## ASSIGNMENT
Return the data verbatim, without pictures.
++++ DATA FOR THIS EXERCISE ++++
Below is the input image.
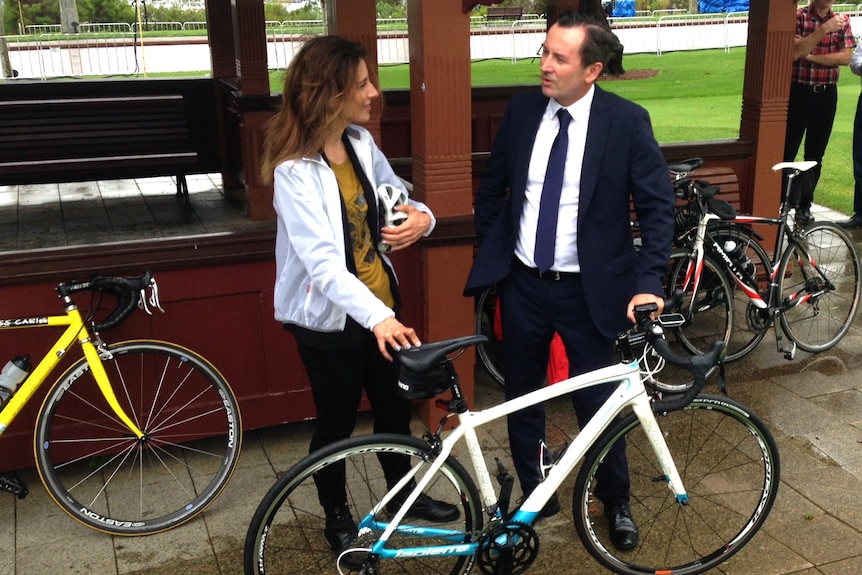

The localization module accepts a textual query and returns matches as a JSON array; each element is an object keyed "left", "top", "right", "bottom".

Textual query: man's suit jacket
[{"left": 463, "top": 85, "right": 675, "bottom": 339}]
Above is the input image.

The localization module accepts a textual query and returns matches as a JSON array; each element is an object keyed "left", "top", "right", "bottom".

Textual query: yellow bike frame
[{"left": 0, "top": 305, "right": 144, "bottom": 439}]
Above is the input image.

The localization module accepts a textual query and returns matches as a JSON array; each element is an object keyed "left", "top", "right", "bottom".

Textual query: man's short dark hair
[{"left": 556, "top": 10, "right": 625, "bottom": 76}]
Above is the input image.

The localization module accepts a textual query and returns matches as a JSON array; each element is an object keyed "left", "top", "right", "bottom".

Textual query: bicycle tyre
[
  {"left": 244, "top": 433, "right": 482, "bottom": 575},
  {"left": 475, "top": 285, "right": 505, "bottom": 387},
  {"left": 34, "top": 339, "right": 242, "bottom": 536},
  {"left": 573, "top": 395, "right": 780, "bottom": 575},
  {"left": 778, "top": 222, "right": 862, "bottom": 353},
  {"left": 650, "top": 250, "right": 734, "bottom": 393},
  {"left": 665, "top": 249, "right": 733, "bottom": 356}
]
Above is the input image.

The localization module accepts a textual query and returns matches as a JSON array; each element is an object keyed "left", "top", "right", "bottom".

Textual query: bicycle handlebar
[
  {"left": 56, "top": 270, "right": 154, "bottom": 332},
  {"left": 631, "top": 295, "right": 726, "bottom": 413}
]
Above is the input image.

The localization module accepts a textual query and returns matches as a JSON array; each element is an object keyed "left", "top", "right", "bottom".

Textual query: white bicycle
[{"left": 245, "top": 298, "right": 779, "bottom": 575}]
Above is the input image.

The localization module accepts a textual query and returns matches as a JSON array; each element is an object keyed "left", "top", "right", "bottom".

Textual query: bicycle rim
[
  {"left": 573, "top": 395, "right": 780, "bottom": 575},
  {"left": 34, "top": 339, "right": 242, "bottom": 535},
  {"left": 779, "top": 223, "right": 862, "bottom": 353},
  {"left": 475, "top": 285, "right": 505, "bottom": 387},
  {"left": 244, "top": 434, "right": 482, "bottom": 575},
  {"left": 653, "top": 251, "right": 731, "bottom": 391}
]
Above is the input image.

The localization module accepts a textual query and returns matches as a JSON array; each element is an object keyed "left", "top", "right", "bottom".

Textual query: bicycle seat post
[{"left": 780, "top": 168, "right": 799, "bottom": 219}]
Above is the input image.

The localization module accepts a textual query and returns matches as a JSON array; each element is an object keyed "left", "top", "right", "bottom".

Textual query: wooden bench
[
  {"left": 486, "top": 6, "right": 524, "bottom": 20},
  {"left": 0, "top": 79, "right": 221, "bottom": 206}
]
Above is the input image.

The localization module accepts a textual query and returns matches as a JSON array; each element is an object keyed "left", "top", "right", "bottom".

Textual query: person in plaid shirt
[{"left": 783, "top": 0, "right": 854, "bottom": 225}]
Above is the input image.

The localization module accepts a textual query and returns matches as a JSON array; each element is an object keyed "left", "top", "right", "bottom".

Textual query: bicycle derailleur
[{"left": 476, "top": 520, "right": 539, "bottom": 575}]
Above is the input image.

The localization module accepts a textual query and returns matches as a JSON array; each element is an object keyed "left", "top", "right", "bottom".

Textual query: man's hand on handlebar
[{"left": 627, "top": 293, "right": 665, "bottom": 324}]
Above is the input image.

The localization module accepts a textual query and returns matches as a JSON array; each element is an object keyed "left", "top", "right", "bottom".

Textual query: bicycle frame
[
  {"left": 0, "top": 305, "right": 144, "bottom": 439},
  {"left": 684, "top": 210, "right": 832, "bottom": 320},
  {"left": 362, "top": 359, "right": 687, "bottom": 561}
]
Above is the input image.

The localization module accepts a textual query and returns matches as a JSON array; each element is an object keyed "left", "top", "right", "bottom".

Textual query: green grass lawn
[{"left": 376, "top": 48, "right": 860, "bottom": 216}]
++++
## SOLUTION
Below is the input image.

The localization module accepts a textual query and returns matches as a JSON array; each element is an object keyed "left", "top", "right", "bottom".

Textual query: man's suit jacket
[{"left": 463, "top": 85, "right": 675, "bottom": 339}]
Above is the input image.

The localization module accepts a textual query and returns matches as a JSON array; each element is an object keyed "left", "top", "right", "bottom".

Textual query: yellow bike frame
[{"left": 0, "top": 305, "right": 144, "bottom": 439}]
Above is the input image.

The localization module accepts a textual query and returns matches as a JSON array; each element is an object keyed "left", "top", "right", "bottom".

Textual query: man's short dark hair
[{"left": 556, "top": 10, "right": 625, "bottom": 76}]
Above is the input image.

The localization module accepts a textual query and returns matches as a JSON array; each element is an object keyed "left", "top", "right", "bottom".

Textual query: bicycle tyre
[
  {"left": 244, "top": 433, "right": 482, "bottom": 575},
  {"left": 475, "top": 285, "right": 505, "bottom": 387},
  {"left": 34, "top": 339, "right": 242, "bottom": 536},
  {"left": 573, "top": 395, "right": 780, "bottom": 575},
  {"left": 778, "top": 222, "right": 862, "bottom": 353},
  {"left": 650, "top": 250, "right": 734, "bottom": 393},
  {"left": 665, "top": 249, "right": 733, "bottom": 356}
]
Above is the input image.

The localization module accepts a textual query and returns matches as a JSON array; each element is an object keyed "left", "top", "right", "bottom".

Textual query: bicycle handlebar
[
  {"left": 56, "top": 270, "right": 154, "bottom": 332},
  {"left": 631, "top": 295, "right": 726, "bottom": 413}
]
Above is the input image.

The localization module accepts a textual query and returns matches as a JSON array; each element is an object keyed "left", "top", "right", "bottom".

Textual query: white bicycle
[{"left": 245, "top": 298, "right": 779, "bottom": 575}]
Above is the input image.

The localization module accepts a textual query and returns matches as a JSON array; each element is an object keyed "left", "top", "right", "bottom".

Textual query: bicycle rim
[
  {"left": 573, "top": 395, "right": 780, "bottom": 575},
  {"left": 34, "top": 339, "right": 242, "bottom": 535},
  {"left": 779, "top": 223, "right": 862, "bottom": 353},
  {"left": 475, "top": 285, "right": 505, "bottom": 387},
  {"left": 244, "top": 434, "right": 482, "bottom": 575},
  {"left": 653, "top": 251, "right": 731, "bottom": 391}
]
Above is the input image.

The localization module accepts a textual query and returns matches as a JSON array; each element is an object keyed "left", "top", "right", "bottom".

Textual query: bicycle seat post
[{"left": 780, "top": 168, "right": 799, "bottom": 219}]
Above is the input image.

The localization module accepts a textual query and returns matches as a JSON array; each element is an object keyed "left", "top", "right", "bottom".

Textual query: wooden bench
[
  {"left": 486, "top": 6, "right": 524, "bottom": 20},
  {"left": 0, "top": 79, "right": 221, "bottom": 206}
]
Above is the input image.

The localization module accepts a textual query and returns matches as a JSON array; each element is an object keyed "left", "top", "right", "bottom".

Textual query: person in plaid shirt
[{"left": 783, "top": 0, "right": 854, "bottom": 225}]
Above is the input image.

The localization module accepts a textual query and returns matches as a JSON array; each element is an object keyed "left", "top", "right", "bottom".

Textual query: bicycle derailleur
[{"left": 476, "top": 520, "right": 539, "bottom": 575}]
Above is the input image.

The localization module accepts a textual query and returns matches as a JSON array; each element is an object keyed "left", "top", "right", "bottom".

Textual query: man's hand on handlebar
[{"left": 627, "top": 293, "right": 665, "bottom": 324}]
Above is the input image.

The localization module accepts a textual query and returns matches as a JSON array; each element is an object keyed "left", "top", "right", "bottom".

Textual query: bicycle frame
[
  {"left": 0, "top": 305, "right": 144, "bottom": 439},
  {"left": 684, "top": 210, "right": 832, "bottom": 320},
  {"left": 362, "top": 359, "right": 687, "bottom": 561}
]
Above is the input image.

The localization module accepts a textual query and returns matches as a JSON array; each element is an object keyed "left", "top", "right", "bottom".

Textual query: green grass lawn
[{"left": 376, "top": 48, "right": 860, "bottom": 216}]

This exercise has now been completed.